松坂は「ふとした瞬間に“なぜこれをやっているのか?”という感情が後ろからのしかかってくることも多々あります。若いころは事務所のために! というモチベーションだったけれど、最近では視界が近くなってきたというか、現場のスタッフさんの顔の表情や、作品に関わった皆さんの喜ぶ顔を見たときに理由もなく“やってよかった”と思えるようになりました」とキャリアを重ねての心境の変化を口にしていた。

フレッシャーズたちとのQ&Aを終えた松坂は「すごくいい時間! まだまだいけますね! こちらの背筋も伸びるというか、身が引き締まる時間で、こちらがエネルギーをもらった部分もあります。コロナの期間は舞台挨拶をすることも少なくなってしまったけど、改めて直接言葉を交わすって大事だなと思いました。『流浪の月』の感想はハッシュタグをつけて投稿してくれたら僕は全部見ます!」と映画を通じたコミュニケーションを意欲的に語った。広瀬は「すごくいい会ですね……! 皆さんの見えている世界の視点を色々聞くことができて、同じ世代の一人として勇気をもらいました! 更紗と文のように粘り強くたくましく、頑張って欲しいなと思います」と映画で演じた二人の名前を挙げ、エールを送っていた。映画「流浪の月」は5月13日(金)より全国で公開される。

■映画情報
「流浪の月」

§ 問題 A: 一覧の「Where can the white」を含む行から一覧の最後までを、「instance」を「occurrence」に変えて書き直してください。それ以外は変えず、該当範囲だけを示してください。

§ 演習データ:
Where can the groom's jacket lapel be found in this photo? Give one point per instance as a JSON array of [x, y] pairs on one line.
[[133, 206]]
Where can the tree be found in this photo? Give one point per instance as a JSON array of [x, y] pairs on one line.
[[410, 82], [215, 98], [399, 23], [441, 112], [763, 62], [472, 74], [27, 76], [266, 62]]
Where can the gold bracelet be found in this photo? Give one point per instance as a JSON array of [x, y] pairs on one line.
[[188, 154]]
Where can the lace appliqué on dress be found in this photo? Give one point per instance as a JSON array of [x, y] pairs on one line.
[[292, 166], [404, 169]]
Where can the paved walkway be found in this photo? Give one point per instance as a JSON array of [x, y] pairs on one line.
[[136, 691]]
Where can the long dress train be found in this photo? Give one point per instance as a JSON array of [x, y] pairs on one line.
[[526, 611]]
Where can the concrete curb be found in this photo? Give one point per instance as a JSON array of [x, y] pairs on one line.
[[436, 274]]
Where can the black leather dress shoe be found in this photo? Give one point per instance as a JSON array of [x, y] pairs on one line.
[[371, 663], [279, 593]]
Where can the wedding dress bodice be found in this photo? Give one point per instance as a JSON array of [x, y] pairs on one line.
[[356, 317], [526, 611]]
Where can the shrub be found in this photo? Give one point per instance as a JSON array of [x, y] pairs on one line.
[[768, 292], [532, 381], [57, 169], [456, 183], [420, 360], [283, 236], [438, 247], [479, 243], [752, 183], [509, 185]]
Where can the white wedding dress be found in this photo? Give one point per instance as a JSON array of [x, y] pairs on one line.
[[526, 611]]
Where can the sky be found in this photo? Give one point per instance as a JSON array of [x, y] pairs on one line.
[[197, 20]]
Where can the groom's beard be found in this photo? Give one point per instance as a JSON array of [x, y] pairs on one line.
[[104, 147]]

§ 問題 B: 抜粋に登場する人名をすべて挙げると、どれになりますか?

§ 解答 A:
Where can the white wedding dress be found in this photo? Give one point per occurrence as a JSON array of [x, y] pairs on one line.
[[526, 611]]
Where can the sky be found in this photo? Give one point per occurrence as a JSON array of [x, y] pairs on one line.
[[197, 20]]
Where can the groom's beard be found in this photo? Give one point per occurrence as a JSON array of [x, y] pairs on one line.
[[104, 147]]

§ 解答 B: 松坂、広瀬、更紗、文